--- Start of Material shown ---
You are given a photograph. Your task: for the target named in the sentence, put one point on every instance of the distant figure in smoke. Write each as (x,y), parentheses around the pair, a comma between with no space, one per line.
--- End of Material shown ---
--- Start of Material shown ---
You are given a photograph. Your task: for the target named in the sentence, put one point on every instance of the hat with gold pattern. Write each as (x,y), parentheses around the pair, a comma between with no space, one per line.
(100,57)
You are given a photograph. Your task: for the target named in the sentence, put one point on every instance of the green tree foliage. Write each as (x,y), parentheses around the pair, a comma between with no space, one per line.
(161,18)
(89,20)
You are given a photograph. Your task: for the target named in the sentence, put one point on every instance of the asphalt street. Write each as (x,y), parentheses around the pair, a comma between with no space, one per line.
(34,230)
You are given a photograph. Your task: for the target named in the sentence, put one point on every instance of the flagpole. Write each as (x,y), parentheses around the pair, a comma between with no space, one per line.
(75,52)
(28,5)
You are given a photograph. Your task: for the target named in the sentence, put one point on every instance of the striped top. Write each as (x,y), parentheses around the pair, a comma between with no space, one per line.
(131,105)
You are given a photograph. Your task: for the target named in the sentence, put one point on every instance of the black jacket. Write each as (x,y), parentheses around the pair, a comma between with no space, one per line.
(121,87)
--- End of Material shown ---
_The problem_:
Report every line of the records above that contains the word "striped", copying each such line in full.

_Task response_:
You are given a photograph. Your task: for the target named in the sentence, put one point on every instance of the striped top. Write each as (x,y), parentheses around the pair, a comma between with no space, one per line.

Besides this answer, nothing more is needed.